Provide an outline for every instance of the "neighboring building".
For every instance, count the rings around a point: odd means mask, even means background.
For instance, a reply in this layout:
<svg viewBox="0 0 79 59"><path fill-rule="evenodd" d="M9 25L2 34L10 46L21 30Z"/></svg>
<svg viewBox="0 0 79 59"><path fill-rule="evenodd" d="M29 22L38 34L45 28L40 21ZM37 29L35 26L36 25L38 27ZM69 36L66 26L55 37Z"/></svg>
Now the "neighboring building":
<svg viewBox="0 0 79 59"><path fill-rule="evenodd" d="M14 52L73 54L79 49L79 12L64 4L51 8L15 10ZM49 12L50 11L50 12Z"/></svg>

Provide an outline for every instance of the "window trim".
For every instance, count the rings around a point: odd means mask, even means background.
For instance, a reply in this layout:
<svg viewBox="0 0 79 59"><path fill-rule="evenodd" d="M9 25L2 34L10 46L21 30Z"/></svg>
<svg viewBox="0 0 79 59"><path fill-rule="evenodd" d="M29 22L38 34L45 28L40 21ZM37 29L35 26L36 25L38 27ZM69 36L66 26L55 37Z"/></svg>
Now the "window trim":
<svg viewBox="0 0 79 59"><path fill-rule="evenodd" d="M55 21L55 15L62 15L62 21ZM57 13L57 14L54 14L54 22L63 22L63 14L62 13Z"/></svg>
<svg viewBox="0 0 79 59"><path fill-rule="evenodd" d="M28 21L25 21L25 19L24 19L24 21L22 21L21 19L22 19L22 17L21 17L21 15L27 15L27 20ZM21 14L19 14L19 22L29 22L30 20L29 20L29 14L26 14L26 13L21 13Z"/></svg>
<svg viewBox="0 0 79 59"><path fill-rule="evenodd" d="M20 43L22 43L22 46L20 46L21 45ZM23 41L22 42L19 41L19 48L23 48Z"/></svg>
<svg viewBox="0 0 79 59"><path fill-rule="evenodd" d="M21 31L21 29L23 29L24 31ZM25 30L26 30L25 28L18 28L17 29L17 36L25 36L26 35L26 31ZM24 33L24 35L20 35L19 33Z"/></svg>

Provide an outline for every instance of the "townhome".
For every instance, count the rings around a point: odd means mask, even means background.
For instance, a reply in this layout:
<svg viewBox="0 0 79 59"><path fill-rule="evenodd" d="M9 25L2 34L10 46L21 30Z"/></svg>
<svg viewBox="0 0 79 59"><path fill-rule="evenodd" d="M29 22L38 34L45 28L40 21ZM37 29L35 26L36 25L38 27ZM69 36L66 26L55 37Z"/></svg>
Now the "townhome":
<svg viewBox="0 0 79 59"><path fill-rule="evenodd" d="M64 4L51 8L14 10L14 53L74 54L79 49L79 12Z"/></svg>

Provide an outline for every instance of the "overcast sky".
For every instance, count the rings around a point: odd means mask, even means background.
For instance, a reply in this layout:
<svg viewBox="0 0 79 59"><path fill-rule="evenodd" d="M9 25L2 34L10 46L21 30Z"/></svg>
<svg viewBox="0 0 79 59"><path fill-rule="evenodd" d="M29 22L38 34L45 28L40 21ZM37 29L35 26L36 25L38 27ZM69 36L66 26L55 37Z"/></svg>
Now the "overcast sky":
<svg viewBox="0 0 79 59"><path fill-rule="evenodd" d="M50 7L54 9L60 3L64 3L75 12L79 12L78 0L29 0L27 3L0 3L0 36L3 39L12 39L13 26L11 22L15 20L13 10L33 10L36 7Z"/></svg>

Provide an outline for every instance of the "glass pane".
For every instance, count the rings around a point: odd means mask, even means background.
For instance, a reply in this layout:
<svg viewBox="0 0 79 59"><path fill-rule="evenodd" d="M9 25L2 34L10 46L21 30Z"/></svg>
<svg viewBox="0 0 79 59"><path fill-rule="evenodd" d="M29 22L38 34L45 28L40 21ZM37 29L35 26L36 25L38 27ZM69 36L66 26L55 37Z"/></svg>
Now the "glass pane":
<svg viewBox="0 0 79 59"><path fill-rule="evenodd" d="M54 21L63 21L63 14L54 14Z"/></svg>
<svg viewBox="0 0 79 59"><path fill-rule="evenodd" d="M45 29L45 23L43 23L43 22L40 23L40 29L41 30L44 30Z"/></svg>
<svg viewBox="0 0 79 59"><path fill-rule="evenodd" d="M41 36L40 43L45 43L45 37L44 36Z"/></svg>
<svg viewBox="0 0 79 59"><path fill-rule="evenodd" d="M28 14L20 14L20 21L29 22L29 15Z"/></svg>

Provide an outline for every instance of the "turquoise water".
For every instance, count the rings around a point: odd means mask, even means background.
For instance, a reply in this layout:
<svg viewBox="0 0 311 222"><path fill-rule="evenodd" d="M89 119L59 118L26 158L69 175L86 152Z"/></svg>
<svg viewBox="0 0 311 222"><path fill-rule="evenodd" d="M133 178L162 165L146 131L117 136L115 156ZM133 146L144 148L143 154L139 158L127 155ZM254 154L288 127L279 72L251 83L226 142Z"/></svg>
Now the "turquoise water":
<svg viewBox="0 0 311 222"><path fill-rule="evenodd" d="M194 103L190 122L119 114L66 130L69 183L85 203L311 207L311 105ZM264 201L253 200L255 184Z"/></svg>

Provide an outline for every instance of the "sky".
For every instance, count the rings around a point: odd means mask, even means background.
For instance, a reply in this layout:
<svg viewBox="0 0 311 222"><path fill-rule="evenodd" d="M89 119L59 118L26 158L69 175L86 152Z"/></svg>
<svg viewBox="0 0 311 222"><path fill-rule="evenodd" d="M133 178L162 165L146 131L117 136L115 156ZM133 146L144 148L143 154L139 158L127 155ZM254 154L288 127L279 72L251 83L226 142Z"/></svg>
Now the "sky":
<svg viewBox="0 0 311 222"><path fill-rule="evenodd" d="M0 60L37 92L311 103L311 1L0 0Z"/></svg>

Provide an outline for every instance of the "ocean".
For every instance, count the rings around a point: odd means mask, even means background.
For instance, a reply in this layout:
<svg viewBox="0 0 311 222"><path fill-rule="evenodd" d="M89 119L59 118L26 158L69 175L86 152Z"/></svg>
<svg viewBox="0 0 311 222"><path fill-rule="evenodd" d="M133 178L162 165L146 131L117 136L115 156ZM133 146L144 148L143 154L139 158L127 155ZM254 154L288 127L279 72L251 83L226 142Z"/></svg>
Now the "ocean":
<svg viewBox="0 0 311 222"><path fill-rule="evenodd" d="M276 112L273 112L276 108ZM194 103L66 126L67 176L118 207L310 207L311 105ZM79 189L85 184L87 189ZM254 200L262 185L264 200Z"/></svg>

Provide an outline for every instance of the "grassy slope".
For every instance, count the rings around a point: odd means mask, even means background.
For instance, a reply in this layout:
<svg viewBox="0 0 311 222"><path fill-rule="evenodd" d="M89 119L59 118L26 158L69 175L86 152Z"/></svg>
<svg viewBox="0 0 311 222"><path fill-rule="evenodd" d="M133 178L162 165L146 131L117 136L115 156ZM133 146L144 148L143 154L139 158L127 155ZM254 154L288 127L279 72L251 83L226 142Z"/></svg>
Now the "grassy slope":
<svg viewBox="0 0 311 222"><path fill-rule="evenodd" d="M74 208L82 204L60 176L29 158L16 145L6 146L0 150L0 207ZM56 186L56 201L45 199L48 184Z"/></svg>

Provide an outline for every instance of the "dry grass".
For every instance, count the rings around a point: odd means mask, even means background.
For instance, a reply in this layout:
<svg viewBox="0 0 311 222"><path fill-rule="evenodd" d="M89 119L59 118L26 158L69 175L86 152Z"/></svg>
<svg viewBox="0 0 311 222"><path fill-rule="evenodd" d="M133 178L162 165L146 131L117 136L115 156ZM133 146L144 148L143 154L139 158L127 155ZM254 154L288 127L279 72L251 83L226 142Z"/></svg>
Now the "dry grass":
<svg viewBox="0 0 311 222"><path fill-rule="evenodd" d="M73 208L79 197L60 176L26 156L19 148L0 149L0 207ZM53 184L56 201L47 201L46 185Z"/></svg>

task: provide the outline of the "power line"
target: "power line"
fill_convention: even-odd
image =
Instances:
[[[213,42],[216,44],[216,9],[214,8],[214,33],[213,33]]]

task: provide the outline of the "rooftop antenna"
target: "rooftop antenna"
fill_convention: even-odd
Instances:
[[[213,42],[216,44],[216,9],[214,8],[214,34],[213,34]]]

→ Given task
Starting with the first line of the rows and going through the line that contains "52L73 54L79 49L79", both included, render those lines as a numbered list and leave out any blank lines.

→ Response to the exercise
1. Provide an outline for every instance of the "neighboring building".
2. For every instance, count the rings around a point: odd means mask, even means background.
3. For instance, a reply in this layout:
4. <svg viewBox="0 0 79 59"><path fill-rule="evenodd" d="M9 25L2 34L10 46L21 30Z"/></svg>
5. <svg viewBox="0 0 79 59"><path fill-rule="evenodd" d="M29 22L38 34L45 28L40 21ZM37 29L35 26L36 25L38 27ZM69 36L66 26L55 37Z"/></svg>
6. Now the "neighboring building":
7. <svg viewBox="0 0 79 59"><path fill-rule="evenodd" d="M14 52L73 54L79 49L79 12L64 4L51 8L15 10ZM49 12L50 11L50 12Z"/></svg>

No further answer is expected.